Given data section start
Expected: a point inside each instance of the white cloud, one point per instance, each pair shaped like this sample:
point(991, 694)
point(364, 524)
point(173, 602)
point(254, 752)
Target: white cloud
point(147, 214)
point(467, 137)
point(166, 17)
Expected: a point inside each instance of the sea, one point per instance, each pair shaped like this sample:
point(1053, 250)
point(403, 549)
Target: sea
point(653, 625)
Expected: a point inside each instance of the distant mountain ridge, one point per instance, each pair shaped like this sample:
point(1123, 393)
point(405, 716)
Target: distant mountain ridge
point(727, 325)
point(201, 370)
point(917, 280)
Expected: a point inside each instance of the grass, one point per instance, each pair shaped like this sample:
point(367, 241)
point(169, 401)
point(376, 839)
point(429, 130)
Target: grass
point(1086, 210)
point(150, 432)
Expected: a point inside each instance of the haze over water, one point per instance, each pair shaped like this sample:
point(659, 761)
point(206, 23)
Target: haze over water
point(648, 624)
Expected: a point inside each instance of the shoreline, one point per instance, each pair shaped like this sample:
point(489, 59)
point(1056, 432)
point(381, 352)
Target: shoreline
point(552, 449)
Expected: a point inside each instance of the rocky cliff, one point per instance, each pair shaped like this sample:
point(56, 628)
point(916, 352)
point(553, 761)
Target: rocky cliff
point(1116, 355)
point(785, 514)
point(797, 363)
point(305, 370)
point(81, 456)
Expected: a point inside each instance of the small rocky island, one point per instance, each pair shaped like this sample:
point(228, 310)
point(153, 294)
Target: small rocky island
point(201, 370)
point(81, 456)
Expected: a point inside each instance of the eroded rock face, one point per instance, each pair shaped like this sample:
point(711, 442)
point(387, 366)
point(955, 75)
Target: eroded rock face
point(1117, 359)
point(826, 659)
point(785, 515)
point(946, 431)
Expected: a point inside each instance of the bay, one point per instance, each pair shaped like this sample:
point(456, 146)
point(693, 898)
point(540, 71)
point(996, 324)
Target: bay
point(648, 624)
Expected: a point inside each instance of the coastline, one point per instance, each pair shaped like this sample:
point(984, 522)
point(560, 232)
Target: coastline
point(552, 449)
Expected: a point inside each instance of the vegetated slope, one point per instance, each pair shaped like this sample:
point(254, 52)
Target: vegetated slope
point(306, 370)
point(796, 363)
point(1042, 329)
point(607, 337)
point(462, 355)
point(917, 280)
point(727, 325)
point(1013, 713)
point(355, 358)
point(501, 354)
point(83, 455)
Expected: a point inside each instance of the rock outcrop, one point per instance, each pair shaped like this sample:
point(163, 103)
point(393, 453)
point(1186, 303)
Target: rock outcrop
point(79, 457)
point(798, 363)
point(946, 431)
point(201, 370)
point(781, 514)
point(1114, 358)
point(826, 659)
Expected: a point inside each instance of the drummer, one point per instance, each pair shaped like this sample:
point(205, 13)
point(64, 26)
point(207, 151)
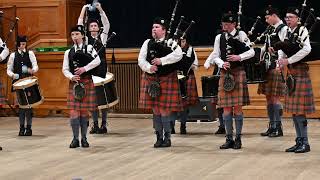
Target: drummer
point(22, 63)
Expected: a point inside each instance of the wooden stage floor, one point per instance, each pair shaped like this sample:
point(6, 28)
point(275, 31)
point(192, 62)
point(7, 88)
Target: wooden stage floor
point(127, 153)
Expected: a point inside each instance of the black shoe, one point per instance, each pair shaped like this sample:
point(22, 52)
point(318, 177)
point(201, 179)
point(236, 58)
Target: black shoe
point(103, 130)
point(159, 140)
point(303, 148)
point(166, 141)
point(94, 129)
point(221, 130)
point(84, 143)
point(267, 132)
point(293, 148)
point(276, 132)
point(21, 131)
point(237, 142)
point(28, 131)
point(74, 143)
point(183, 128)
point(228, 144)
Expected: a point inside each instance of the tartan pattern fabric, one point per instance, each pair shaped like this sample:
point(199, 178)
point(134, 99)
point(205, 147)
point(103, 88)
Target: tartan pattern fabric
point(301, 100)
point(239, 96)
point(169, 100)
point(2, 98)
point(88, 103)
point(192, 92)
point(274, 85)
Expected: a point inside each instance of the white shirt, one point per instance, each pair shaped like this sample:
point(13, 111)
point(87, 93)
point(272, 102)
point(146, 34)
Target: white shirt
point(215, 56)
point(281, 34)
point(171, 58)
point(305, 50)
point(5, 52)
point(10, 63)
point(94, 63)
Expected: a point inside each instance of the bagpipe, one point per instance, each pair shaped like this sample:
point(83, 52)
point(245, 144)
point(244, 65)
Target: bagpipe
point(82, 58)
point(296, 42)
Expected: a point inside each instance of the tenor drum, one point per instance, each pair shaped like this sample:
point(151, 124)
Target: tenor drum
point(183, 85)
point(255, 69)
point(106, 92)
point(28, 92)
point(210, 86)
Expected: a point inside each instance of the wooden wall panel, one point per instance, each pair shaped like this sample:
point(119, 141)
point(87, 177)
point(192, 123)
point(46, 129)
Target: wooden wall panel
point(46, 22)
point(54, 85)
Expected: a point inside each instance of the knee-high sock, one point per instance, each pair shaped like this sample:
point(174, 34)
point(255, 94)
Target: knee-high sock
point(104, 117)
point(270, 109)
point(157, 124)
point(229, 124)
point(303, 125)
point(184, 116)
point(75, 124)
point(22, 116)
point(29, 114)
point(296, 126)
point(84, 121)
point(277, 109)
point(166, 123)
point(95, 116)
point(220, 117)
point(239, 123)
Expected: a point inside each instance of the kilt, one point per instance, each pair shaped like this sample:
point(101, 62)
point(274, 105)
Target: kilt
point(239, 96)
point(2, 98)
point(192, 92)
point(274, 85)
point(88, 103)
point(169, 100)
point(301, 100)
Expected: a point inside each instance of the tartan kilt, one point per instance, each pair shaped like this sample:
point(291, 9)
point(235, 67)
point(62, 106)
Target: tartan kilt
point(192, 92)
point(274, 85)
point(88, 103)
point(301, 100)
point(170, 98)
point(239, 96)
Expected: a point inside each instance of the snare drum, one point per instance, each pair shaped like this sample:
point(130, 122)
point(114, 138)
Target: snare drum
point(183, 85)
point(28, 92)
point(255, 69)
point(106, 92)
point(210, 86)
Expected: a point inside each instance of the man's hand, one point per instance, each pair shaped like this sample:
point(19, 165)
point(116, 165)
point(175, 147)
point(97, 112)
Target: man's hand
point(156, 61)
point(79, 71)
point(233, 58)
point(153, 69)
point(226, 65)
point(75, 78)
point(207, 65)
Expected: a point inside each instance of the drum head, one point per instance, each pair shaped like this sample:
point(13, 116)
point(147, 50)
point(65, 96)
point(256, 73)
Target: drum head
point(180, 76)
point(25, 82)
Given data section end
Given data section start
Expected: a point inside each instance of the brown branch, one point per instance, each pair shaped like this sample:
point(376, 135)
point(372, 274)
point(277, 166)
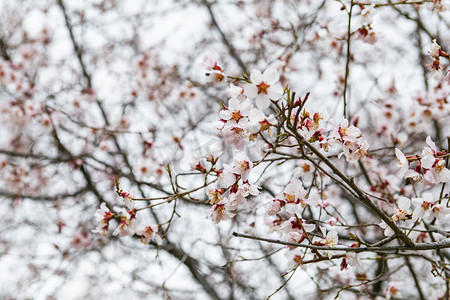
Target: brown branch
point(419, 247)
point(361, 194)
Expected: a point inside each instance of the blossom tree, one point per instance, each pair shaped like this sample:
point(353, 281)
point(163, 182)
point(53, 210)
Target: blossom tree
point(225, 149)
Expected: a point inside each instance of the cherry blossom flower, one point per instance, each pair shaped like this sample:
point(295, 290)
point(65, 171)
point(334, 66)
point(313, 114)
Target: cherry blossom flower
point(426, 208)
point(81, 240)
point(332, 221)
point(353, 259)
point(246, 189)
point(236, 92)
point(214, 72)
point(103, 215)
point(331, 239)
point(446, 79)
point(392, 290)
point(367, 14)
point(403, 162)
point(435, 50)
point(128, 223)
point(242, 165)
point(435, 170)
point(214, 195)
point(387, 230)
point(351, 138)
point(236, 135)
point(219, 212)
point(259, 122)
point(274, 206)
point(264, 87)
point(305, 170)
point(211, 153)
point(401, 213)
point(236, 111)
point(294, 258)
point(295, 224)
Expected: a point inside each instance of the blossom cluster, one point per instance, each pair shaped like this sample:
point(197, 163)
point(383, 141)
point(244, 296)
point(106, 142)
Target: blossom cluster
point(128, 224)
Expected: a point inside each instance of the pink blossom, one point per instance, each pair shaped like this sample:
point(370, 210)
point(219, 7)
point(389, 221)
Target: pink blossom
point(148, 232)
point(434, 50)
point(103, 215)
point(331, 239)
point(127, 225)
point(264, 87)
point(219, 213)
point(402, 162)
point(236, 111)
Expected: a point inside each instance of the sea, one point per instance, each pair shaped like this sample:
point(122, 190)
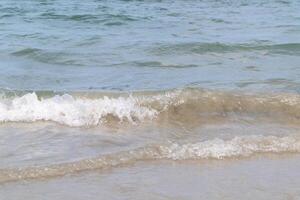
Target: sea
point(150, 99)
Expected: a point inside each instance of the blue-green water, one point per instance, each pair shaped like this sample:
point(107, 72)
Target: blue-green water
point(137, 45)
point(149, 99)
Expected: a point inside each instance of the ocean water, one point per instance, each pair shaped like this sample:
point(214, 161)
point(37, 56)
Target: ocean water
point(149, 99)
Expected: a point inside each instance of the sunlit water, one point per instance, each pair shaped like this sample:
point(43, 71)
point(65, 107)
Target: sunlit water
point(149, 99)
Given data section end
Given data section start
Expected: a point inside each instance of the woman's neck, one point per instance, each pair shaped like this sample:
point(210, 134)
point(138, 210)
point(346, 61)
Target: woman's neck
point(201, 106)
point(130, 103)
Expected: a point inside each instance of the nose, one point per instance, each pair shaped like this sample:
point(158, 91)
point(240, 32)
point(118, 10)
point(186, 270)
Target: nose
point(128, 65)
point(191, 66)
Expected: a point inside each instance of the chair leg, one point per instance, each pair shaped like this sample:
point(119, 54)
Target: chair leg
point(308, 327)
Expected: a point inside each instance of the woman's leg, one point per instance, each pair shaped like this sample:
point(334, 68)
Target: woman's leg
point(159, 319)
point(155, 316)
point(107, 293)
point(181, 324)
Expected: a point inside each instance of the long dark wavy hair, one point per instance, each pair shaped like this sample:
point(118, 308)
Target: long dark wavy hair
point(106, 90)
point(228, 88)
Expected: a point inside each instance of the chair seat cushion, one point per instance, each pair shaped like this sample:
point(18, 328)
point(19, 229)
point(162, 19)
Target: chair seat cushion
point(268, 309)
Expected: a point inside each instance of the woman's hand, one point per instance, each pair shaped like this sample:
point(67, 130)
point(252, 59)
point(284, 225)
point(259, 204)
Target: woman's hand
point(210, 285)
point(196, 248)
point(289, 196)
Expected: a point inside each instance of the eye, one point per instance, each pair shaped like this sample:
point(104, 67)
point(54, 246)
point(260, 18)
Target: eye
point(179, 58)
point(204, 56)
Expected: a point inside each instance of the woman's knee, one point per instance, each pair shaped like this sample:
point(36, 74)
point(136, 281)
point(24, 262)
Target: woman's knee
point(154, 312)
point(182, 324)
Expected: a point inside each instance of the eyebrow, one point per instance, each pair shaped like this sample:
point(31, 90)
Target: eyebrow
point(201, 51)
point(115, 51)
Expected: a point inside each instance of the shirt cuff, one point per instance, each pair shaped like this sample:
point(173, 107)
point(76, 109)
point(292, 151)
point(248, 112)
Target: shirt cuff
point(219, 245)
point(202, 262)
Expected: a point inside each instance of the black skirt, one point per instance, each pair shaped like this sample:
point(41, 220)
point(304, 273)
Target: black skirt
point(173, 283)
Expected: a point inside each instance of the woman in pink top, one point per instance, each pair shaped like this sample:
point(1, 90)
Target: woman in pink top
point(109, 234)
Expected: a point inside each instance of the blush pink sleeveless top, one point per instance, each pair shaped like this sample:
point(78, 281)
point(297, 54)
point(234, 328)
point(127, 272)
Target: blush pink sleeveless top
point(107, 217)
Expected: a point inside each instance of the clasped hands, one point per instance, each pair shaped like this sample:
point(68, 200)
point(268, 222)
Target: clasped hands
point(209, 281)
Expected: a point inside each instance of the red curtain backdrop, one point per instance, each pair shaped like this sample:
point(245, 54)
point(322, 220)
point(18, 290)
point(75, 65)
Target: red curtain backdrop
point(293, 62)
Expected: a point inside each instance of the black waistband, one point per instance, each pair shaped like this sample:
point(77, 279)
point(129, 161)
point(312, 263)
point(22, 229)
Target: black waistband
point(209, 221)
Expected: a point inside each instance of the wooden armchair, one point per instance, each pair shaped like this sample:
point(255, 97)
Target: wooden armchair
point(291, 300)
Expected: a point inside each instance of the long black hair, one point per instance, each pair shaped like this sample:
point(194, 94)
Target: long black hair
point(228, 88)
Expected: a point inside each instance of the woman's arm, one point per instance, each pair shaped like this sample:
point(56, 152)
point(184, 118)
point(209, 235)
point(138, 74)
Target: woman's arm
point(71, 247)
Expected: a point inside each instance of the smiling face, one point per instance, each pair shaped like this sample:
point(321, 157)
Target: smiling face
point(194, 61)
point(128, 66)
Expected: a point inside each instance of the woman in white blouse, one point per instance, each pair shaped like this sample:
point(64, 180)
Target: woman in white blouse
Given data section end
#### Exercise
Taking the entries above, write out exactly each line from the one holding "point(916, 352)" to the one holding "point(996, 324)", both included, and stop there.

#### Expected answer
point(916, 352)
point(553, 761)
Target: rocky cliff
point(1116, 355)
point(785, 514)
point(797, 363)
point(305, 370)
point(81, 456)
Expected: a point inside each instance of the small rocky island, one point per instance, each pair shaped like this sample:
point(228, 310)
point(153, 294)
Target: small rocky island
point(201, 370)
point(81, 456)
Expected: a point inside each instance of the eroded rock face, one point per instance, each pair shaped like this sample:
point(711, 442)
point(387, 366)
point(955, 75)
Target: eroded rock face
point(1117, 359)
point(826, 659)
point(785, 515)
point(946, 431)
Expected: a point inside each instance of the bay, one point per instance, each pair shaped like this sample:
point(456, 146)
point(693, 898)
point(540, 71)
point(996, 324)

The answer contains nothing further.